## Instructions to follow
Starting at the line containing "of the concrete" and ending at the last line of the listing, write out every line again, not only the answers, and shift each x and y coordinate in the answers by adding 76. Leave the coordinates in the format samples unchanged.

## Provided data
Begin
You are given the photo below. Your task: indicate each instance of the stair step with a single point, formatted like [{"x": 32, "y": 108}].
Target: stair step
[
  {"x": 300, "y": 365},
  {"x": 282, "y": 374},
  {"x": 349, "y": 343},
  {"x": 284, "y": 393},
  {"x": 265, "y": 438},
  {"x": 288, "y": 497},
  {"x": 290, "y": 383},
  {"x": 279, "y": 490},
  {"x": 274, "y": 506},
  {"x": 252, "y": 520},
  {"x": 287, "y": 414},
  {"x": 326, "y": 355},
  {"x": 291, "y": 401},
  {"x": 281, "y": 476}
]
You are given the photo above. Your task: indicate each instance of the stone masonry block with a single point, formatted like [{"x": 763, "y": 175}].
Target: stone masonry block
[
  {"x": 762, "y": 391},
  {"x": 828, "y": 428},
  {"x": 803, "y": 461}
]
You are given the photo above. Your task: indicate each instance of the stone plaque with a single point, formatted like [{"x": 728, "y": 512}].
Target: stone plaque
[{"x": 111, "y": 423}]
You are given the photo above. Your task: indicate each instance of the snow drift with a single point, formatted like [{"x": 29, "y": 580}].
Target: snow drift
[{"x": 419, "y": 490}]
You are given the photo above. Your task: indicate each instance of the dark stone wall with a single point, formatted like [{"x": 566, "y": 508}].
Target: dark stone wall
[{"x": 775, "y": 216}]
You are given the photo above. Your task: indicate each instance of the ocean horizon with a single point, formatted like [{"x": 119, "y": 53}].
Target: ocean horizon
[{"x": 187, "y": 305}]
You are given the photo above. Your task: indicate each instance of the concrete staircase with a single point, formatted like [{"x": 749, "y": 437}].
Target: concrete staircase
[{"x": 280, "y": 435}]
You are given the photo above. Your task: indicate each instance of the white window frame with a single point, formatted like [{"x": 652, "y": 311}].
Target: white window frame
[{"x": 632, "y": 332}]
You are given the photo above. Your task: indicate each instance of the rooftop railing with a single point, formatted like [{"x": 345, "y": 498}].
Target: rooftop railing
End
## Worked answer
You are given the photo above. Your task: indicate each instance of the concrete staircase with a single point, formatted like [{"x": 749, "y": 437}].
Target: concrete staircase
[{"x": 356, "y": 511}]
You are given the photo above. Your task: indicate each instance of the white window frame with a single point, formatted like [{"x": 652, "y": 311}].
Target: white window frame
[{"x": 708, "y": 408}]
You are given the photo above. Your task: indicate each instance of the rooftop railing with a single point, formatted like [{"x": 345, "y": 498}].
Target: rooftop railing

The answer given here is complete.